Exercise aim: Only lines holding "positive" are wanted; copy each of them from the records below.

[Records to process Boundary: Start]

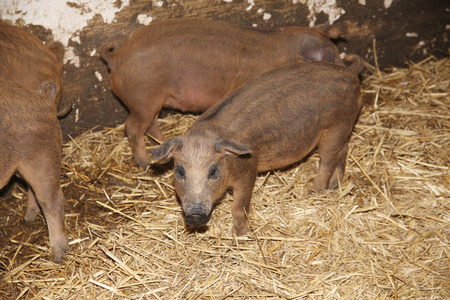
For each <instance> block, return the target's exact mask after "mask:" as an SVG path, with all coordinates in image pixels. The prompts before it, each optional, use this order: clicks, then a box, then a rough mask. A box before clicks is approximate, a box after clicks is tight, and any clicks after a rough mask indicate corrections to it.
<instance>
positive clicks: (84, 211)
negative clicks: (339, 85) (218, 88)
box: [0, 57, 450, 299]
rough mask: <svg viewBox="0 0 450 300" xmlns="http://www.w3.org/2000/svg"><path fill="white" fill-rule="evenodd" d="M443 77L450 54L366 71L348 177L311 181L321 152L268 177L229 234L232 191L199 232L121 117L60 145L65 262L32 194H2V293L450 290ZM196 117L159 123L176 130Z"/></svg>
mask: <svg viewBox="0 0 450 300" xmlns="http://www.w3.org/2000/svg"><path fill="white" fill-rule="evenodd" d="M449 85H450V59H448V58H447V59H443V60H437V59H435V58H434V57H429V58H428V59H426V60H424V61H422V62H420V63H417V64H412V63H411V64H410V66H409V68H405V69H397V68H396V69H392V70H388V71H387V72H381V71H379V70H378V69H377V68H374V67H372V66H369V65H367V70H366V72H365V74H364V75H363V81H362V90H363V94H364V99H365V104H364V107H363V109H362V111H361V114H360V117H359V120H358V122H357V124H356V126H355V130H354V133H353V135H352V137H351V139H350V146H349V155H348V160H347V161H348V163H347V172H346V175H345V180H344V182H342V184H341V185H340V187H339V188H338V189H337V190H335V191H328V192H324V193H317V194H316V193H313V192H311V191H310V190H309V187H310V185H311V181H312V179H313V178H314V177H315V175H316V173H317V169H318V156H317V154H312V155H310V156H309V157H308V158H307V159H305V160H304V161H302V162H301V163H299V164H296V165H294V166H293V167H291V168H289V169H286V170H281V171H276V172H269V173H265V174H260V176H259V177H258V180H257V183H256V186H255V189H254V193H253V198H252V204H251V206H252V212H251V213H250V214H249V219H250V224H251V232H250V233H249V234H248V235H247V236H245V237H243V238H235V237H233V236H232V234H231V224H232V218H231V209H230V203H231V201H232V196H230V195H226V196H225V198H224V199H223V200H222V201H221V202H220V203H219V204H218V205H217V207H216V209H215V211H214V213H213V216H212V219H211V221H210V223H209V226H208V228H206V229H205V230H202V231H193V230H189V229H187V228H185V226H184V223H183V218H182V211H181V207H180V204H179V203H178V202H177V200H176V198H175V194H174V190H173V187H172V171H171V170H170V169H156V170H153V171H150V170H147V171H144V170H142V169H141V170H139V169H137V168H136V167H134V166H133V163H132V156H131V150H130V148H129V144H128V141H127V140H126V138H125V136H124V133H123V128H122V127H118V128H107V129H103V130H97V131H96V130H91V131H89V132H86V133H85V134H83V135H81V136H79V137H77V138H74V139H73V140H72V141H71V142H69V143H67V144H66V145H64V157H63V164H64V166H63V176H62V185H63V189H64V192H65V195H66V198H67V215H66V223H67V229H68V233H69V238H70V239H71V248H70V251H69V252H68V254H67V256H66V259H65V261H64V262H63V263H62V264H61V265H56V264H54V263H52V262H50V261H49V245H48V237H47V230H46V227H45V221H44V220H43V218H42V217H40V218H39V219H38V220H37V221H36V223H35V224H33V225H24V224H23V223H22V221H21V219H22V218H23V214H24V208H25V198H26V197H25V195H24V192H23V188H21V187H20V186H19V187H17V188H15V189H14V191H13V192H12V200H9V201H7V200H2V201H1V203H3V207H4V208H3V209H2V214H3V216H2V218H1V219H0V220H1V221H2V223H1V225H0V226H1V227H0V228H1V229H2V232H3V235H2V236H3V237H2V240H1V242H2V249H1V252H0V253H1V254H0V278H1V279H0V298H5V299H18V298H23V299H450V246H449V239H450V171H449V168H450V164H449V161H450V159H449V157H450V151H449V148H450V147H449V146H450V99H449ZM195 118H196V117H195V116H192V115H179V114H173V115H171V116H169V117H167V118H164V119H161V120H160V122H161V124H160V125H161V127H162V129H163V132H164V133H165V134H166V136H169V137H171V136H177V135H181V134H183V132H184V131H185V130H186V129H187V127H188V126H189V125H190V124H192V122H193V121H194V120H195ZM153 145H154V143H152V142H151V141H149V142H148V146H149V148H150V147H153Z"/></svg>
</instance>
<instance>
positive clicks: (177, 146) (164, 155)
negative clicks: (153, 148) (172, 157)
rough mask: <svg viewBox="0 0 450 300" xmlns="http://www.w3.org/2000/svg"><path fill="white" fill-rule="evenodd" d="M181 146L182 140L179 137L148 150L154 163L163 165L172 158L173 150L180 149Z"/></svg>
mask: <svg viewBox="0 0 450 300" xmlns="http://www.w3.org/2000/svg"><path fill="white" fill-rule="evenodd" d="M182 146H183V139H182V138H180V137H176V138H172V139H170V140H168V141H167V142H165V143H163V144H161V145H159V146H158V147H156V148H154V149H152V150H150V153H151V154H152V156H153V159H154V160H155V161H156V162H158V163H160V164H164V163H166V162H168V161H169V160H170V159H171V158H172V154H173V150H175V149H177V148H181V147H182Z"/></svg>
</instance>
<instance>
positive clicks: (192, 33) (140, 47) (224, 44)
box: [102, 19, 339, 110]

[Records to process Boundary: End]

Result of this task:
positive clicks: (84, 211)
positive clicks: (177, 146) (164, 155)
positive clicks: (192, 33) (140, 47) (224, 44)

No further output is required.